- WORK REQUEST A
In the archive review, what kind of cyberpunk is 'Down and Out in the Magic Kingdom' called?
- WORK REQUEST B
From the archive review, output everything from "Beneath the shiny" down to "all the time.".

- SOURCE TEXT
··········

03-10-13:Archive Review: Cory Doctorow's 'Down and Out in the Magic Kingdom'
Futures of Days Passed
Editor's Note: Cory Doctorow has talked about both a prequel and sequel to this book as a potential title in the future. Our future includes, then, either the past of Doctorow's past future or the future of Doctow's past future. Either wasyk out future is a better place for it. We now return this past review of Doctorow's past title about our future to our present, which, by the time you read this, will be the past.
Beneath the shiny surface of even the glossiest, most vapid entertainment, there's a huge complex machine that chugs all day and all night just to eke a few laughs out of the audience. The most difficult aspect of any entertainment endeavor is to make what is in reality very complex look very simple. 'Down and Out in the Magic Kingdom' by Cory Doctorow conceals some very complicated thoughts beneath a glossy surface. It's Left Coast, Unix-based cyberpunk, with an Open Source origin. Everybody is logged in, all the time.

··········

- RECORDED INFORMATION
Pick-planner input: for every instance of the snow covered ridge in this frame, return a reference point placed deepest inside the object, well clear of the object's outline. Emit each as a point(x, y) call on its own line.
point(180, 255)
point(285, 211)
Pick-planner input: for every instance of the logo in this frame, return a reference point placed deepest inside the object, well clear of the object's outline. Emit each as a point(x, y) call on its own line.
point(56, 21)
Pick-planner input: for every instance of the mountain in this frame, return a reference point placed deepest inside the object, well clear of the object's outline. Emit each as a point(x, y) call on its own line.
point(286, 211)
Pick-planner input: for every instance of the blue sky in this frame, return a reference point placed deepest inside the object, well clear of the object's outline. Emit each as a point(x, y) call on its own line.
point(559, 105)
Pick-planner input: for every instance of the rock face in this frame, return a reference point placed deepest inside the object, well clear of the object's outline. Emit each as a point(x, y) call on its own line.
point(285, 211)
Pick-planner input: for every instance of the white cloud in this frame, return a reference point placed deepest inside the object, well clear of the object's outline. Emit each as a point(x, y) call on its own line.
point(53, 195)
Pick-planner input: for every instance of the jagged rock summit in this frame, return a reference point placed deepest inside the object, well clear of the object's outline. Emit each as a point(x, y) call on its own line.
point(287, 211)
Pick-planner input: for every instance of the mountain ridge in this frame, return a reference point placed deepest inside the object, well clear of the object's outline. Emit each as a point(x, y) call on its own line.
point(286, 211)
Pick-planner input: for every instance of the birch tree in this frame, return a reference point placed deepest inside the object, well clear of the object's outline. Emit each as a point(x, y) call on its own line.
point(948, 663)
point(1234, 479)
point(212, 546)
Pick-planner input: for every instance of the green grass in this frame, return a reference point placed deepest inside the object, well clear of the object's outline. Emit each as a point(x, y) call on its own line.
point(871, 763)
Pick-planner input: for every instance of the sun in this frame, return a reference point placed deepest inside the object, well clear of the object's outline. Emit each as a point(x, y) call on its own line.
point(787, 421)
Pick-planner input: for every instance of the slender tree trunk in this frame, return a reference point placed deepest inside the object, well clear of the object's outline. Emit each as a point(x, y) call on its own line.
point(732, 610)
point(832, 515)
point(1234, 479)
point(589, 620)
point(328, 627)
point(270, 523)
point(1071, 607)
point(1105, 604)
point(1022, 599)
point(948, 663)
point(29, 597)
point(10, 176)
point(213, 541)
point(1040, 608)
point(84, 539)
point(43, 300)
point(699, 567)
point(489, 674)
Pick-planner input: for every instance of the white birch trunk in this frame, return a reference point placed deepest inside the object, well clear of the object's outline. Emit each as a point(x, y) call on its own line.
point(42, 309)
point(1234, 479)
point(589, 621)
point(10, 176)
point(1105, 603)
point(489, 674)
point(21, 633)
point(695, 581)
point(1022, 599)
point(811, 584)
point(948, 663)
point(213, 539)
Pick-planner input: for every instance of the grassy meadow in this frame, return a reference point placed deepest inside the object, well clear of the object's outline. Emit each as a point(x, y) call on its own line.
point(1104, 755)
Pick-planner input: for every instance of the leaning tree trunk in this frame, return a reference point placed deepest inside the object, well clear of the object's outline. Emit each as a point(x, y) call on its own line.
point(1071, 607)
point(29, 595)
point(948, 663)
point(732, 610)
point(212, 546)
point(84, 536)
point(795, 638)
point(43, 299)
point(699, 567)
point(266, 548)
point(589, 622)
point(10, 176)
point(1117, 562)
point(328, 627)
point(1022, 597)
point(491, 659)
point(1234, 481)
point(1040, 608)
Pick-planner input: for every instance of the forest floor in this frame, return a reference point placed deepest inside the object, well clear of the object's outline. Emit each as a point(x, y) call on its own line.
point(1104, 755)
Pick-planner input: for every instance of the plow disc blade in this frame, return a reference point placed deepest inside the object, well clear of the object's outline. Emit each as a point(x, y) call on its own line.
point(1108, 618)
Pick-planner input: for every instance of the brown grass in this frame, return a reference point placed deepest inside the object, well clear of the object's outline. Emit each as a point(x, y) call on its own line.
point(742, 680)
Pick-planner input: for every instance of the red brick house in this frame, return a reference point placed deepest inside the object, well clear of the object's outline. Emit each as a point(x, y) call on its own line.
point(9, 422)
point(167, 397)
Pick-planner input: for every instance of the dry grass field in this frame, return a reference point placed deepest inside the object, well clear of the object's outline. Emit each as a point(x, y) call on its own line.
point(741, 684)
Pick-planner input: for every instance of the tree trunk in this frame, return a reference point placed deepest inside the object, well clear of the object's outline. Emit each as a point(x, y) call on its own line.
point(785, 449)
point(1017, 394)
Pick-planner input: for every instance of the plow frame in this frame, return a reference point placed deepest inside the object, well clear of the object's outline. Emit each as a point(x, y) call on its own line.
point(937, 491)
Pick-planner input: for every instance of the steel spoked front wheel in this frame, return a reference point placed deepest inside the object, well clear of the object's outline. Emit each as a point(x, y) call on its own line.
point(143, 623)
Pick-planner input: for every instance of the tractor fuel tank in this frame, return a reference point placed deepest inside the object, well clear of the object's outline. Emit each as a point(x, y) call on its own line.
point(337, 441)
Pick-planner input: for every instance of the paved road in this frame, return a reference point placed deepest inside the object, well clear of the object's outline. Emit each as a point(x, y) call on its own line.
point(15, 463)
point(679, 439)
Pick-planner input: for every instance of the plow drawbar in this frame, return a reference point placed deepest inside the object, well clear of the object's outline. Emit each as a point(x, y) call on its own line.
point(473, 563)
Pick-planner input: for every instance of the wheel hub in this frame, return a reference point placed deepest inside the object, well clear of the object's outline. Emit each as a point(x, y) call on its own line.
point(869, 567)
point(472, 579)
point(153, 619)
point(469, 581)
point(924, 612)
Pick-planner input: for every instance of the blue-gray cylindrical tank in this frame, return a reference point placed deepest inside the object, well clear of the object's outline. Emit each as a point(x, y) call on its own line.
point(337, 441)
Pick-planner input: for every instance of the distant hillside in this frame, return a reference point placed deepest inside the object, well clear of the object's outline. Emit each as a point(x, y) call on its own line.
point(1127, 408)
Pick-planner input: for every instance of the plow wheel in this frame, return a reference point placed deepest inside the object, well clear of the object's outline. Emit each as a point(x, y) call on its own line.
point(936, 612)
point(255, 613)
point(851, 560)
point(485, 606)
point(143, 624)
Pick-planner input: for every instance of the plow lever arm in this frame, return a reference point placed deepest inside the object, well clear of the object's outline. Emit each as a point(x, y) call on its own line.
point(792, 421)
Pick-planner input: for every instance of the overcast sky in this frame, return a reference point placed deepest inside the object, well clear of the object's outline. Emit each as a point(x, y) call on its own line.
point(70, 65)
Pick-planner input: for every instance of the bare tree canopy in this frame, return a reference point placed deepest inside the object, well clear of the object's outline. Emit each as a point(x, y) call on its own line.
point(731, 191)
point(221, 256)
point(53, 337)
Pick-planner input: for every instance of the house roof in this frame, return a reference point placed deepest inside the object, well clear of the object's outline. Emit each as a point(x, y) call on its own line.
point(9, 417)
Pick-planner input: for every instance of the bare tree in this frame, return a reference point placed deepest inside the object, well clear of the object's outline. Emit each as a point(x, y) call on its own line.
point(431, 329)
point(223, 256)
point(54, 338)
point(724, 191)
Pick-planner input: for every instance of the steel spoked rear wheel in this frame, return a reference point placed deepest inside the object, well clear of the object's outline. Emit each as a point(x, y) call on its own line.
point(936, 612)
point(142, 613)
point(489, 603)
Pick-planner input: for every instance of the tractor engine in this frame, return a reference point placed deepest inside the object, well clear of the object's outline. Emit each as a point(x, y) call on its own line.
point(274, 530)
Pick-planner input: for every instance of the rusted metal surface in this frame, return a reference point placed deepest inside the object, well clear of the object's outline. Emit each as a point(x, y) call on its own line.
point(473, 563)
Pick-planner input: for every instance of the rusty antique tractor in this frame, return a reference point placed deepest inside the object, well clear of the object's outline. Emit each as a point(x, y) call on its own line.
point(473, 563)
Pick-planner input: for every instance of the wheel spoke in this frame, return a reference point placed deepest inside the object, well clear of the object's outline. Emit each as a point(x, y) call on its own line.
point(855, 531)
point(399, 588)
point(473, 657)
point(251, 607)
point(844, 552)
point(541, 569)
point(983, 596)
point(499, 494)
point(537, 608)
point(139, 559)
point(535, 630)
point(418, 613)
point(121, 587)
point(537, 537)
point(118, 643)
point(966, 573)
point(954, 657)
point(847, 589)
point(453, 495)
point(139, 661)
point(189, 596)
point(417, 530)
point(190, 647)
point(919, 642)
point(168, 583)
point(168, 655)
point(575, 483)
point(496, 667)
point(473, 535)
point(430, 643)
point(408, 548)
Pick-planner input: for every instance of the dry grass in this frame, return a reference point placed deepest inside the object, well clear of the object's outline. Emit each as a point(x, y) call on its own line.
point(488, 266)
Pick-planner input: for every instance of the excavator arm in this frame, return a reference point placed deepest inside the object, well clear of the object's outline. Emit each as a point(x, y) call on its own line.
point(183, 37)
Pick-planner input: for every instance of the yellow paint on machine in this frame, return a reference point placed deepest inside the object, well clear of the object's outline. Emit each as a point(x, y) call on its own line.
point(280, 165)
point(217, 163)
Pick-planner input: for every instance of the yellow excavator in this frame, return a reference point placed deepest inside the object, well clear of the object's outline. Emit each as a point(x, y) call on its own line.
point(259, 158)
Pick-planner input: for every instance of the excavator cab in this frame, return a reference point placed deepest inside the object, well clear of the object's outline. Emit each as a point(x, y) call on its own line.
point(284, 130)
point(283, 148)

··········

- ANSWER BOX A
Left Coast, Unix-based cyberpunk, with an Open Source origin.

- ANSWER BOX B
Beneath the shiny surface of even the glossiest, most vapid entertainment, there's a huge complex machine that chugs all day and all night just to eke a few laughs out of the audience. The most difficult aspect of any entertainment endeavor is to make what is in reality very complex look very simple. 'Down and Out in the Magic Kingdom' by Cory Doctorow conceals some very complicated thoughts beneath a glossy surface. It's Left Coast, Unix-based cyberpunk, with an Open Source origin. Everybody is logged in, all the time.